Exercise passage.
┌────────

Historical developments: The groin flap- I was there

12th March 2010

 

In 1969 I went up to Glasgow University to teach anatomy and whilst there Ian MacGregor was seeking help to establish the anatomical basis of the groin flap. MacGregor and Jackson had sought to explain the success of the Bakamjian delto-pectoral flap on the basis that it was an axial pattern flap centred around a vascular pedicle and they came up with the concept of vascular territories. The delto-pectoral flap broke all the rules, it was based on the midline, which was reputedly avascular, it was an extremely pale flap and could be raised well in excess of what was then regarded as the safe 1 to 1 ratio for raising a flap.

They therefore searched around for another site on which to design an axial pattern flap and settled upon the groin around the superficial circumflex iliac flap. Ten of these flaps were raised clinically and I believe two had problems with the vascularity. At this point they sought my help in clarifying the vascular anatomy. 

We undertook numerous studies, we looked at angiograms of the iliac vessels and studied some 55 of these to try and get an idea of the axis of the superficial circumflex iliac artery. I also undertook excision of the skin in the groin and using a clearing technique we could determine the orientation of the vessels having previously injected the vessels with a latex dye.

Finally, I undertook dissection of the groins in the Anatomy Department to trace out the origin of the superficial circumflex iliac vessel and to plot a safe axis around which it could be raised.  Ian MacGregor was going to a plastic surgery meeting at Williamsberg and was very keen to present these findings.  Hence, the original dissections only amounted to some fourteen cadavers.  However, we found a safe axis running from 2 centimetres below the superficial inguinal ligament along a parallel to it and below the anterior superior iliac spine.  We also found that this axis was slightly higher in more obese individuals and made the important discovery that in elevating the flap from lateral to medial when one came to the medial border of sartorius that the vessels penetrated the overlying fascia and that the fascia had to be elevated along with the vessels, otherwise the flap would kink at that point.  The other advantage of doing this was of course that it gave you about an extra five centimetres of pedicle.  MacGregor and Jackson were very specific about the fact that the pedicle of the clinical groin flap should be at least ten centimetres long. This was to allow the pedicle to be tubed and a full range of motion was to be undertaken at the shoulder, elbow, wrist and hand joints. This fact has been forgotten by many people who used pedicled groin flaps. 

I had three weeks to prepare this paper before MacGregor was due to present it at the International Meeting in Williamsberg.  For some years afterwards I thought that all papers were produced at that speed.  Would that they were. MacGregor and Jackson went on to describe the many clinical uses of the groin flap and it became one of the most important flaps in plastic surgery at that time.

Some years later when I was doing Orthopaedics I was presented with a man who had an ulcerated area over the site of a long existing tibial fracture and suggested to my Orthopaedic Consultant that a free groin flap would be a good way to go providing durable skin cover and improving the blood supply to this chronic non union.  Martin Webster undertook this at Canniesburn and I went up to watch. The flap worked beautifully and the year was 1974. I remember the patient’s name to this day.

└────────

Supplied entries.
┌────────

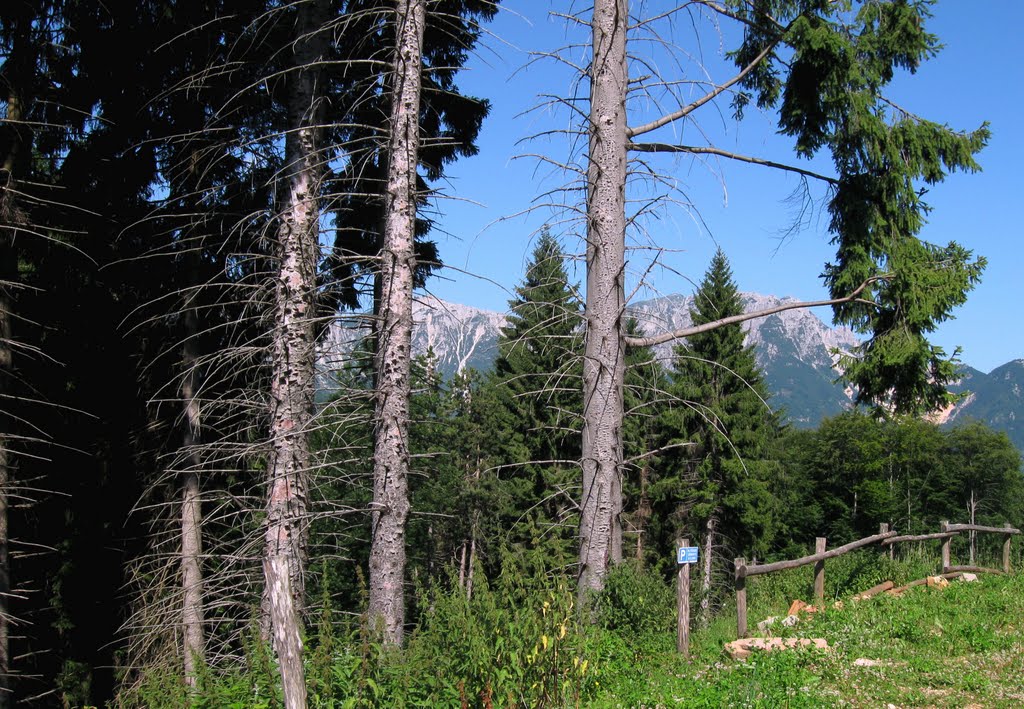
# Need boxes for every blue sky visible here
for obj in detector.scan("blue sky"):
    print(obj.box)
[417,0,1024,372]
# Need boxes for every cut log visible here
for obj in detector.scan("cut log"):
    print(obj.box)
[853,581,896,600]
[887,571,964,595]
[725,637,831,660]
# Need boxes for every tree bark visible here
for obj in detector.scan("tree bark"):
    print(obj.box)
[0,24,29,709]
[263,0,326,709]
[700,517,718,628]
[181,309,206,689]
[967,488,978,566]
[369,0,427,644]
[579,0,627,599]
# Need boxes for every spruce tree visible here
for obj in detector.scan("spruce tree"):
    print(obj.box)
[623,318,669,564]
[495,230,583,565]
[663,250,780,620]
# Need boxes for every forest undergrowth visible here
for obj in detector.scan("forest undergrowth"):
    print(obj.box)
[121,551,1024,709]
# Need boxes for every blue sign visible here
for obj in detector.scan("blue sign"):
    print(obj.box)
[676,546,697,564]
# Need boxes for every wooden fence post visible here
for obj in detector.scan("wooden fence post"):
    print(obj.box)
[814,537,827,610]
[939,519,952,574]
[733,556,746,639]
[1002,522,1013,574]
[676,539,690,658]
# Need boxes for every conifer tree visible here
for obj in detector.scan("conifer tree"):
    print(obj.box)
[495,230,582,565]
[623,318,668,564]
[665,250,780,622]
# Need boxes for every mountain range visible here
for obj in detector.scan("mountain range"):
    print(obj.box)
[319,293,1024,451]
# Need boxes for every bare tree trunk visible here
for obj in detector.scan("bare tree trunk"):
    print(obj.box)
[634,465,651,565]
[263,0,326,709]
[579,0,627,597]
[0,52,29,709]
[0,272,13,708]
[968,488,978,567]
[700,517,718,628]
[181,309,206,687]
[466,525,476,600]
[369,0,427,644]
[459,539,469,590]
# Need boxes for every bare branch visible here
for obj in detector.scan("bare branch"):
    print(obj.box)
[629,142,839,185]
[626,37,781,138]
[625,275,891,347]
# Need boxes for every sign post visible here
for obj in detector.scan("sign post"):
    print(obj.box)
[676,539,697,658]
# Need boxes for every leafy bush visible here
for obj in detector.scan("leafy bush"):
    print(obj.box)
[596,561,676,637]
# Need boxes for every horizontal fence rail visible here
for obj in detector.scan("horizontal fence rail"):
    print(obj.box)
[733,522,1021,637]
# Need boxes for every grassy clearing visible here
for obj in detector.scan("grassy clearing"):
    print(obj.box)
[132,552,1024,709]
[592,576,1024,707]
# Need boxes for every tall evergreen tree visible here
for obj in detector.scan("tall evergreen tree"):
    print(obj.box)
[495,230,582,565]
[664,250,780,622]
[623,318,669,564]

└────────

What the task requires.
Rewrite the paragraph of the groin flap text that begins "We undertook numerous studies" as a short list, keeping its main facts. The lines that come after the text have nothing to do with it.

Exercise response.
- About 55 angiograms of the iliac vessels were studied to find the axis of the superficial circumflex iliac artery.
- Skin was excised from the groin after the vessels had been injected with a latex dye.
- A clearing technique then showed the orientation of the vessels.